WHAT YOU WILL DO:
Present the material from its beginning through the line containing "column 351, row 252", both ends included, as a Markdown table with the columns Row and Line, one numbered row per line. Omit blank lines and leave the pictures out.

ENTRIES PROVIDED:
-*-*-
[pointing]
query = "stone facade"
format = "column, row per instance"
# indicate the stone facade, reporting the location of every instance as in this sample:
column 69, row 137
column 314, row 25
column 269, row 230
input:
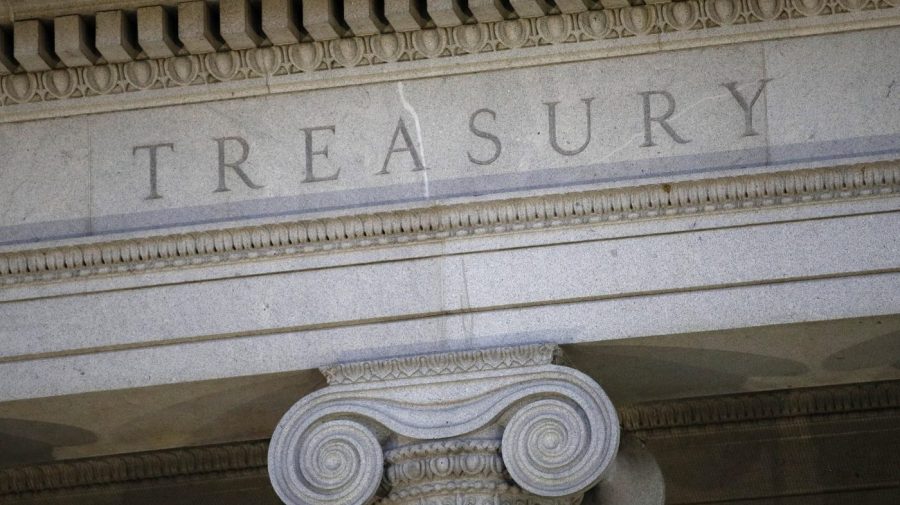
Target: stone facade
column 351, row 252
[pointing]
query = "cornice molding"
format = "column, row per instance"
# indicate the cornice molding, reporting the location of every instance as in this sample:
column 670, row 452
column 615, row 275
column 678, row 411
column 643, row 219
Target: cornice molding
column 218, row 461
column 444, row 50
column 292, row 239
column 433, row 365
column 223, row 461
column 759, row 407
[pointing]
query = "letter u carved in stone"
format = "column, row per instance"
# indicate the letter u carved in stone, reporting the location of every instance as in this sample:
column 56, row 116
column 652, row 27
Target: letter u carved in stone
column 494, row 426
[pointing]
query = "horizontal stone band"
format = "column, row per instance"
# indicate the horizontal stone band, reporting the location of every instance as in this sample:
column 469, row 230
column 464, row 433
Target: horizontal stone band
column 435, row 223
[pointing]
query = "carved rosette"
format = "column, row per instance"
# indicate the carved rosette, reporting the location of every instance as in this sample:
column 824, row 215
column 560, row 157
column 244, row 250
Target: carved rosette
column 496, row 426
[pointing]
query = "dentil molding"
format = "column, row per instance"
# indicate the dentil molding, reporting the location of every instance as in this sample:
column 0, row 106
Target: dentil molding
column 252, row 65
column 297, row 238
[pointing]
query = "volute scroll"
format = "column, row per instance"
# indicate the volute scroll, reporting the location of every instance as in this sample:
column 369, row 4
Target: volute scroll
column 492, row 426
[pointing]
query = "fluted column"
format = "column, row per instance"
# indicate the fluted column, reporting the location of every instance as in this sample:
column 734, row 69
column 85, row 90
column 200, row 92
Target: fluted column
column 494, row 426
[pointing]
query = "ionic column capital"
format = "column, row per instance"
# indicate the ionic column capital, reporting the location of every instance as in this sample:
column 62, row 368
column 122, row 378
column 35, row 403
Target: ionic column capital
column 489, row 424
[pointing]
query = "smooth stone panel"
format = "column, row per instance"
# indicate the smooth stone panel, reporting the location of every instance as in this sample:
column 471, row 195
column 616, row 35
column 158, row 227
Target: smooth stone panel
column 45, row 174
column 654, row 119
column 589, row 321
column 851, row 90
column 630, row 267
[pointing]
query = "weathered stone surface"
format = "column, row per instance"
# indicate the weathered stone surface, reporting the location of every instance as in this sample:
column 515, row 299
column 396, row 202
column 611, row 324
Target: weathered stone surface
column 447, row 419
column 681, row 121
column 195, row 28
column 72, row 43
column 32, row 46
column 115, row 38
column 237, row 22
column 156, row 32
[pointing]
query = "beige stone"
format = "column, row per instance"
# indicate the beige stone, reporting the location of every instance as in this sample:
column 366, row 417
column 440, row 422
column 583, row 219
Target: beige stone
column 320, row 19
column 486, row 11
column 31, row 46
column 195, row 28
column 531, row 8
column 115, row 37
column 279, row 21
column 156, row 35
column 446, row 12
column 404, row 15
column 71, row 41
column 237, row 24
column 7, row 64
column 361, row 17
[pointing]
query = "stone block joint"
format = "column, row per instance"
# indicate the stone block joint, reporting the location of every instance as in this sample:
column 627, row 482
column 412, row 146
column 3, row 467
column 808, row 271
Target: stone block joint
column 491, row 426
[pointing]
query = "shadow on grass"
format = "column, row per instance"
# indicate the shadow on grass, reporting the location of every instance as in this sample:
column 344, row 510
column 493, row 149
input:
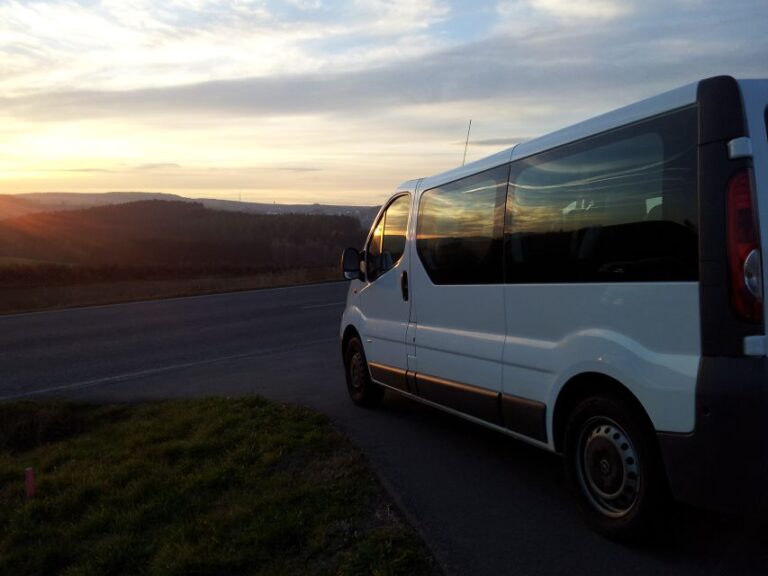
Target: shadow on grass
column 214, row 486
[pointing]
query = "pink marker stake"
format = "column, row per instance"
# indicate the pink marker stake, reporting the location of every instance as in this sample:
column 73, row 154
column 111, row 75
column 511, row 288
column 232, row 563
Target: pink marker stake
column 29, row 481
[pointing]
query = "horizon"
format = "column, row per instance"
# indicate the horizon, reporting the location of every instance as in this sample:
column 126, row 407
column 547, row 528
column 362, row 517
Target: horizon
column 328, row 102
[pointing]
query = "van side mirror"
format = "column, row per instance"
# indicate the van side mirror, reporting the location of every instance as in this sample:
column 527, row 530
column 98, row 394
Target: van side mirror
column 350, row 264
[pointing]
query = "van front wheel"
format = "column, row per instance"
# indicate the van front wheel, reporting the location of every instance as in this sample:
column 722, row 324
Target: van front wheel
column 362, row 390
column 614, row 468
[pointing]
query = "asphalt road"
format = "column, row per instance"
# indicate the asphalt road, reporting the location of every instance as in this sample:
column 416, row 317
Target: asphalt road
column 485, row 504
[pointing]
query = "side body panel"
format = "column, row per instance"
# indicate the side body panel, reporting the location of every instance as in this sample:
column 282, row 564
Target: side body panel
column 645, row 336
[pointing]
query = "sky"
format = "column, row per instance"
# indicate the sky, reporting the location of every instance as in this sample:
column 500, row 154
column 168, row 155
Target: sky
column 329, row 101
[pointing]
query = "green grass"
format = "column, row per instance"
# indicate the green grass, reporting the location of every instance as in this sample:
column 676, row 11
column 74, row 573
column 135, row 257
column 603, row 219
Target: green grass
column 216, row 486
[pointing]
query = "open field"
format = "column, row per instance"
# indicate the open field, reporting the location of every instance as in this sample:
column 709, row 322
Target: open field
column 213, row 486
column 24, row 299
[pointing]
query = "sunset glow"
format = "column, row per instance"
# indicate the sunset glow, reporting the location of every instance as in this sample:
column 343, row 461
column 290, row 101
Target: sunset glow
column 328, row 101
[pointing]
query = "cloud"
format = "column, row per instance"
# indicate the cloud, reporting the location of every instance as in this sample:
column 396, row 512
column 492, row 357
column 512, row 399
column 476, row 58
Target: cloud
column 496, row 142
column 597, row 67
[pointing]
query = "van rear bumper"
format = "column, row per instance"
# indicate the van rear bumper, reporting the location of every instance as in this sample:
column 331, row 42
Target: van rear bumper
column 723, row 464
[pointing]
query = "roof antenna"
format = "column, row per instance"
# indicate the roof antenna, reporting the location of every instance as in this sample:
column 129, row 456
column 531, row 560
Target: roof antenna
column 466, row 144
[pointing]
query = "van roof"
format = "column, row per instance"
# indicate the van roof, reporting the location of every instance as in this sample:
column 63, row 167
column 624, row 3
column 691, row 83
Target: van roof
column 659, row 104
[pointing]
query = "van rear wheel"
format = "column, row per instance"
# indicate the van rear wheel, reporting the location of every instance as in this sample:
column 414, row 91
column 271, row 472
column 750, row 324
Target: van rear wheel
column 362, row 390
column 614, row 468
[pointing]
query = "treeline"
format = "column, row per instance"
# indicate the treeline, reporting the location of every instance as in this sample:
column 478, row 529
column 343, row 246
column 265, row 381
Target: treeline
column 161, row 239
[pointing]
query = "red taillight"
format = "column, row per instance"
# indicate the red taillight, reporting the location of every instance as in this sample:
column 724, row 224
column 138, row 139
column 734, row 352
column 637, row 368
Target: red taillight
column 744, row 250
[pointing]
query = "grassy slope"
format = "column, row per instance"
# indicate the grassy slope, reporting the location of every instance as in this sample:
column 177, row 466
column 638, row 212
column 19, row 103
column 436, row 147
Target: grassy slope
column 224, row 486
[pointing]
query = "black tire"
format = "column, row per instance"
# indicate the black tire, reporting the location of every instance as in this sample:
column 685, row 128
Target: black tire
column 613, row 465
column 361, row 389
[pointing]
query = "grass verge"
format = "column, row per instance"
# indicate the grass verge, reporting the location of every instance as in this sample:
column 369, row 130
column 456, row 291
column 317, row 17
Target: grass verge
column 214, row 486
column 27, row 299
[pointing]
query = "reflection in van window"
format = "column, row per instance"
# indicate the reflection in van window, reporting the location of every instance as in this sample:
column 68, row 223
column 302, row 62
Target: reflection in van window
column 387, row 243
column 459, row 231
column 618, row 207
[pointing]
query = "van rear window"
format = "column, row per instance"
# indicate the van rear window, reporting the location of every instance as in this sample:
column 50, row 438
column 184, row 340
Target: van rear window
column 617, row 207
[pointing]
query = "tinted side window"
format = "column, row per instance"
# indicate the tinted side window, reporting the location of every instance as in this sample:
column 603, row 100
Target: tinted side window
column 618, row 207
column 387, row 243
column 459, row 231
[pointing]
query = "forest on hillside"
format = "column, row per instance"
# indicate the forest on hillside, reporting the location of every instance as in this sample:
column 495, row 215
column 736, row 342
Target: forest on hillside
column 165, row 239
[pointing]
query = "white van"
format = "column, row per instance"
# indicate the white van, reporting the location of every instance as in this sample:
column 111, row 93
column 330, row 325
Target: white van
column 596, row 292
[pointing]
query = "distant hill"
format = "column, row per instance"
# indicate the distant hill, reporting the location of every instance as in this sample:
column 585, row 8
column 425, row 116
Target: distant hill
column 177, row 236
column 58, row 201
column 12, row 206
-*-*-
OUTPUT BELOW:
| Row | Line |
|---|---|
| 1 | [pointing] |
| 2 | query = "stone facade" |
| 3 | format = "column, row per instance" |
| 4 | # indicate the stone facade, reporting the location of every instance as in this sample: |
| 5 | column 69, row 137 |
| 6 | column 314, row 25 |
| 7 | column 269, row 230 |
| 8 | input: |
| 9 | Target: stone facade |
| 10 | column 351, row 252 |